_Exercise goal_
Pick out every line in the data below that contains the word "dense", and copy each one.

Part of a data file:

## BEGIN

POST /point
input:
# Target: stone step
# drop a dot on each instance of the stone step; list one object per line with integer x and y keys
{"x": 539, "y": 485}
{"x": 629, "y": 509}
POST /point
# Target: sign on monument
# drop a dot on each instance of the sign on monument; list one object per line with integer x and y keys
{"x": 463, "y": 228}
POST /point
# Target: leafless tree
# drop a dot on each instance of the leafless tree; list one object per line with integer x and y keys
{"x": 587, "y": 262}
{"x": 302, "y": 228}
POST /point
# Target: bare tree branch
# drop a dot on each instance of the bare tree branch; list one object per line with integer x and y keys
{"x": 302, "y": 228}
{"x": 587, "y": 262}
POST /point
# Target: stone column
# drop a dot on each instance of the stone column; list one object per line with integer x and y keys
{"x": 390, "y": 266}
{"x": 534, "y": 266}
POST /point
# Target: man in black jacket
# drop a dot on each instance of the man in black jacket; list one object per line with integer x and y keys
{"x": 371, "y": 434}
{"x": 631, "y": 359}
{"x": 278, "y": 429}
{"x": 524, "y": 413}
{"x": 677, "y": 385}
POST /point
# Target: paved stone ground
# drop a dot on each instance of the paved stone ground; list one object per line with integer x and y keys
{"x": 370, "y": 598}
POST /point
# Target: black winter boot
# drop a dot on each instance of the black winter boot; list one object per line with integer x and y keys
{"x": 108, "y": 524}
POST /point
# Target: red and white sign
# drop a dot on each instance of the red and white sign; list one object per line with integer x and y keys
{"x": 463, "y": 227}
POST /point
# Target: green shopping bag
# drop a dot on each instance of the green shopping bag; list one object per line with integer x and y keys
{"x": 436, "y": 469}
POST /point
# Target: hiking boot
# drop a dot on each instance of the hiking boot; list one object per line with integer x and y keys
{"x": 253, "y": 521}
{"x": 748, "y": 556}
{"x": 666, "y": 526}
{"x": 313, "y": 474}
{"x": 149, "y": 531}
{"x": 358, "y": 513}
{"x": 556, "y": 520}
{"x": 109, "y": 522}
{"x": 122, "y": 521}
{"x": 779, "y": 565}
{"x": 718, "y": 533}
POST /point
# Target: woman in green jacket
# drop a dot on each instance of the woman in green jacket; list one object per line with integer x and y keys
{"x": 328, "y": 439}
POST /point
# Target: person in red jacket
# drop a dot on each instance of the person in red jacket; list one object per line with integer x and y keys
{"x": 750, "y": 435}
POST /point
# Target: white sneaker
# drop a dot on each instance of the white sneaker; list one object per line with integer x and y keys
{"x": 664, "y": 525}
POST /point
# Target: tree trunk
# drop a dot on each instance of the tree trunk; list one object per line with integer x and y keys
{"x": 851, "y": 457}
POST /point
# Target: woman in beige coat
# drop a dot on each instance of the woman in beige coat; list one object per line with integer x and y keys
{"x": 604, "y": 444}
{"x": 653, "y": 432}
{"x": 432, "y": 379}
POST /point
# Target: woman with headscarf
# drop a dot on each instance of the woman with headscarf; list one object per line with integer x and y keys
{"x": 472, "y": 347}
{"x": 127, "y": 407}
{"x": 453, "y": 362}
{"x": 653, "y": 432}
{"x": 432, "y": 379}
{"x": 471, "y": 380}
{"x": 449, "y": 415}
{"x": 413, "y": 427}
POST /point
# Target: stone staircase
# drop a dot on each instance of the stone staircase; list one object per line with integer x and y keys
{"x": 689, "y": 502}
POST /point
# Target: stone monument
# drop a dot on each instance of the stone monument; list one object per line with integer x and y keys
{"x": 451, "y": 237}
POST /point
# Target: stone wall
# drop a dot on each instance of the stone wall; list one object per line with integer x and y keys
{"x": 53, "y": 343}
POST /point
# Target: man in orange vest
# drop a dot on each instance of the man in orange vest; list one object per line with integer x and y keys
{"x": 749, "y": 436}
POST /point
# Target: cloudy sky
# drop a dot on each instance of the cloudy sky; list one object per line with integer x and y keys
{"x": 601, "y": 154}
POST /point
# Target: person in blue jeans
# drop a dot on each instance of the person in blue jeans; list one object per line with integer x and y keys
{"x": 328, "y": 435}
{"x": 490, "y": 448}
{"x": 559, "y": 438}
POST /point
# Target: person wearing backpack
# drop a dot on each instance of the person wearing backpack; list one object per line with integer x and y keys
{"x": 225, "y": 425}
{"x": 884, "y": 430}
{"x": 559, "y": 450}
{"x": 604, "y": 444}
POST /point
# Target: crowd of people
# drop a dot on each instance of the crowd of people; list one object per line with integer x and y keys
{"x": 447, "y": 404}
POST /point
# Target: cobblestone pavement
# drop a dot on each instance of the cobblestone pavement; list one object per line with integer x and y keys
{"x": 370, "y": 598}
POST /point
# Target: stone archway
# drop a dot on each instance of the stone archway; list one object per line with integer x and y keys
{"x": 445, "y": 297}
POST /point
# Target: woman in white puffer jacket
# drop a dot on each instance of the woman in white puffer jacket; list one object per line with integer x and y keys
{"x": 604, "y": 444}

## END
## BEGIN

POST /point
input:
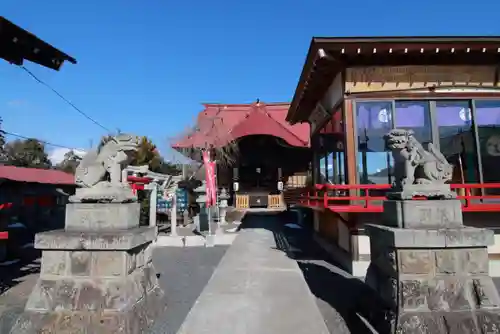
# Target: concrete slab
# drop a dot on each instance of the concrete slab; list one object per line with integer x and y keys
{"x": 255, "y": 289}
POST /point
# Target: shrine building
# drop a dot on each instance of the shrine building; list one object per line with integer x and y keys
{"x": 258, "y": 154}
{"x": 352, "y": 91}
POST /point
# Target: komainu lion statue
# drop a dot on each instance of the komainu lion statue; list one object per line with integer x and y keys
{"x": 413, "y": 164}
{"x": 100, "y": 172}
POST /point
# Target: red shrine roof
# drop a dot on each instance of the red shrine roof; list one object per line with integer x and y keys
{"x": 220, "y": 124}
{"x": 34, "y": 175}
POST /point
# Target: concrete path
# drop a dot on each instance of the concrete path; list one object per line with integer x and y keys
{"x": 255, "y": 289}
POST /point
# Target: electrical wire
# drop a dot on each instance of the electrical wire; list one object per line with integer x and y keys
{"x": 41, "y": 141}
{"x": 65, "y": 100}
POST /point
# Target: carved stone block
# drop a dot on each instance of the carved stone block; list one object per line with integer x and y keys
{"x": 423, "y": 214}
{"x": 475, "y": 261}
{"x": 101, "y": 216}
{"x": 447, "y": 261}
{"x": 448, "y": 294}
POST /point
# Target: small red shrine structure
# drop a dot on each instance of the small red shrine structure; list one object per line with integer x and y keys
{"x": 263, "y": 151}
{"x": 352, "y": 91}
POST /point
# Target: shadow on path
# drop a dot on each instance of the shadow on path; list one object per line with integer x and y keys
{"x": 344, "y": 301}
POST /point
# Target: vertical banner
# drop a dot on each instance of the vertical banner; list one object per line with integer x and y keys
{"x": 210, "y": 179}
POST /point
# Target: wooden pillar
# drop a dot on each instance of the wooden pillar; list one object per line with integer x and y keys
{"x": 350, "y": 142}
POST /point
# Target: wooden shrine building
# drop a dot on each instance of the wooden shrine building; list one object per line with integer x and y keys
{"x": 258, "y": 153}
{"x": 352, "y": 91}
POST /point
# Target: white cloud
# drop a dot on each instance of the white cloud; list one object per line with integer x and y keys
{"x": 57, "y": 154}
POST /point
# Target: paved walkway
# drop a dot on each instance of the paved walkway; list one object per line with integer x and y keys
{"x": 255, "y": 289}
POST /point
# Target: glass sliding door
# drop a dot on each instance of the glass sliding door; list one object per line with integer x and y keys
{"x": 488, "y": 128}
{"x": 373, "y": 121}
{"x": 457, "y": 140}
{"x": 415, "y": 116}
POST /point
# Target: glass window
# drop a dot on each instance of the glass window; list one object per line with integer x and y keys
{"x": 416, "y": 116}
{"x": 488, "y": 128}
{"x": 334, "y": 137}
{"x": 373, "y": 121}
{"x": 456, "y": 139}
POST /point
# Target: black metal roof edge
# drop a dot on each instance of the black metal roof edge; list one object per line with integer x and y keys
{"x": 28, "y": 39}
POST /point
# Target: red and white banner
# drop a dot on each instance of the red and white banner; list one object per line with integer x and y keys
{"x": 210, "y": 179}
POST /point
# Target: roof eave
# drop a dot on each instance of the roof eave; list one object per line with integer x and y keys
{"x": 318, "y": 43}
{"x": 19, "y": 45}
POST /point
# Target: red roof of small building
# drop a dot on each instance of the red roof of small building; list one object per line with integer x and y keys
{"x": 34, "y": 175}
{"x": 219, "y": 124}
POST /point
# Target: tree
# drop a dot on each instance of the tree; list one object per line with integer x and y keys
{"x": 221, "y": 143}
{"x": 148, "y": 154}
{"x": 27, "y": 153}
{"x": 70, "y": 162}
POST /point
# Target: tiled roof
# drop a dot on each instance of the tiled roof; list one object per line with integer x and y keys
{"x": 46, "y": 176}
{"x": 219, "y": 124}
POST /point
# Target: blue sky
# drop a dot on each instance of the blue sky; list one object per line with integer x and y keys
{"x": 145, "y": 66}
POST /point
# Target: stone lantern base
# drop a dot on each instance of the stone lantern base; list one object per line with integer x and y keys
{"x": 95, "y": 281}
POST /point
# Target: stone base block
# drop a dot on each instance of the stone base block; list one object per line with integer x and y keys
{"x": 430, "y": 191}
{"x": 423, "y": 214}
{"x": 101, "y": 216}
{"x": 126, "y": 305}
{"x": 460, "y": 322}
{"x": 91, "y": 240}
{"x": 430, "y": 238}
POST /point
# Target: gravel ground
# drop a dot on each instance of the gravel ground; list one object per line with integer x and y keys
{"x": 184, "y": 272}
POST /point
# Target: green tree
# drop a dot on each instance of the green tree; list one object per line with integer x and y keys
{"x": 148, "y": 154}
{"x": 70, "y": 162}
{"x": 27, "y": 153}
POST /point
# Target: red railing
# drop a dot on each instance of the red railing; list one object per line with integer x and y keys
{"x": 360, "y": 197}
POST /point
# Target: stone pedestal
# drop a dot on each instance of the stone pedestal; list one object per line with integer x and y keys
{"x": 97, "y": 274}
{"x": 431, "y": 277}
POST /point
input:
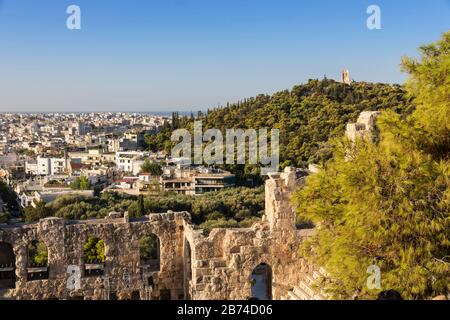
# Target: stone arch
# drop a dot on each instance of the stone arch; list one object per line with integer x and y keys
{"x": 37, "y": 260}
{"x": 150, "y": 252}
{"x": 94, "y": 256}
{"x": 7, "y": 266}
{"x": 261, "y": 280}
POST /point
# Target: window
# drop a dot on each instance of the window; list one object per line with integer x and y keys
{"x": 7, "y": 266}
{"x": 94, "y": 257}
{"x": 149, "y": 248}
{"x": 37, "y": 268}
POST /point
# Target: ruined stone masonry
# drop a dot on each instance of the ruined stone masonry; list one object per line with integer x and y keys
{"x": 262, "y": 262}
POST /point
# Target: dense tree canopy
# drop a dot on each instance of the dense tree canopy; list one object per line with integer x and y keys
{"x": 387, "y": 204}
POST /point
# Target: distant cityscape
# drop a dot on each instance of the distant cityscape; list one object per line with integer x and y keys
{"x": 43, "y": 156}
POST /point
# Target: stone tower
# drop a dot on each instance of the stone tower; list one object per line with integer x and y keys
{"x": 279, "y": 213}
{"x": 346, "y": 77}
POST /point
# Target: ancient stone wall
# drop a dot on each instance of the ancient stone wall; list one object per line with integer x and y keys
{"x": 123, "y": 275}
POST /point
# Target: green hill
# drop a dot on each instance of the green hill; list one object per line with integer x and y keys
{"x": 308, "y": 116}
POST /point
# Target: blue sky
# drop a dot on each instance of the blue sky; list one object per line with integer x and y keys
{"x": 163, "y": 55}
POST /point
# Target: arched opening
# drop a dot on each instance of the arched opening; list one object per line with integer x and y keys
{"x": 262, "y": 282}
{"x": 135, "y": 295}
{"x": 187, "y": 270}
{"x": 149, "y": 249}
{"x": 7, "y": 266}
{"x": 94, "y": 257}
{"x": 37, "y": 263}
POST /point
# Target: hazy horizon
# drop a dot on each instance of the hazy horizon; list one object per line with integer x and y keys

## END

_Answer for this exercise_
# Target: dense tree canopy
# drop a dot on each instance of the dense tree canopy; list one object per line with integer x and y keys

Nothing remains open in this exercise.